Work to complete: Please write out the final portion of the records below exactly: the line containing "Give the mask of every instance of the elderly", every line after it, and nothing else.

Extracted entries:
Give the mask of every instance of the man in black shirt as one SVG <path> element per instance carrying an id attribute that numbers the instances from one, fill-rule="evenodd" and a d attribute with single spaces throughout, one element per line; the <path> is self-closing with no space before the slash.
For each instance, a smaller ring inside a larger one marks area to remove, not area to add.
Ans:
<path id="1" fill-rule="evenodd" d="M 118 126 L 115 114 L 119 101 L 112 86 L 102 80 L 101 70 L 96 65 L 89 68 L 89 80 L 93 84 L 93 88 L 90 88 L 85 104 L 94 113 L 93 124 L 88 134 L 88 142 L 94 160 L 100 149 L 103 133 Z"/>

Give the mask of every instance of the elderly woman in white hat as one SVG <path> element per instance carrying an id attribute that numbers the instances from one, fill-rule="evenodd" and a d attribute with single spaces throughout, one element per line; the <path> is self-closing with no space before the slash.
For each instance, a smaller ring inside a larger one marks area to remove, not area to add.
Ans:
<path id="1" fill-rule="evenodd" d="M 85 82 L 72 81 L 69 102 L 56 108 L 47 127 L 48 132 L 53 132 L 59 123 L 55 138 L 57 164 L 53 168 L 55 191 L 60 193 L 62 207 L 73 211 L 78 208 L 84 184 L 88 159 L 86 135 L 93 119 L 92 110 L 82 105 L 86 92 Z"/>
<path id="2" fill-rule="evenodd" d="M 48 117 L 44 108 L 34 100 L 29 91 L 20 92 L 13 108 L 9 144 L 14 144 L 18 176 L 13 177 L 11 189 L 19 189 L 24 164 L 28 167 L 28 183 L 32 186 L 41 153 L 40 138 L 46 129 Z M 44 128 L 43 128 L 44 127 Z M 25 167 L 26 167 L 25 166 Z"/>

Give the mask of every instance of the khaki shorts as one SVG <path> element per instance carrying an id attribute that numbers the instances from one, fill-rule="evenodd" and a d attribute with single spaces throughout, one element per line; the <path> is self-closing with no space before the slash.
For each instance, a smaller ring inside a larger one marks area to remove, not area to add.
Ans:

Solution for this problem:
Give the mask of every instance of the elderly woman in white hat as one SVG <path> element per instance carrying an id attribute that numbers the instances from one, fill-rule="evenodd" and a d attribute with single spaces throughout, one element per line; the <path> is self-closing with no space before the slash.
For each instance, a smaller ring inside a larger one marks area to remove, not area to add.
Ans:
<path id="1" fill-rule="evenodd" d="M 85 82 L 72 81 L 69 102 L 56 108 L 47 127 L 48 132 L 53 132 L 59 123 L 55 138 L 57 164 L 53 168 L 55 191 L 60 193 L 62 207 L 73 211 L 78 208 L 84 184 L 88 159 L 86 135 L 93 119 L 92 110 L 82 105 L 86 92 Z"/>
<path id="2" fill-rule="evenodd" d="M 48 117 L 44 108 L 34 100 L 29 91 L 20 92 L 13 108 L 9 144 L 14 144 L 18 176 L 13 177 L 11 189 L 19 189 L 24 164 L 28 167 L 28 183 L 32 186 L 41 153 L 40 138 L 46 129 Z M 44 128 L 43 128 L 44 127 Z M 25 167 L 26 167 L 25 166 Z"/>

Give the mask of every instance of the khaki shorts as one SVG <path> element per instance carrying an id attribute that numbers the instances from one, fill-rule="evenodd" and a d attribute with single spaces throughout, one element per line; the <path> is self-closing with no space before the slash.
For each instance, a smaller ring inside a larger one marks area to remove, not area to add.
Ans:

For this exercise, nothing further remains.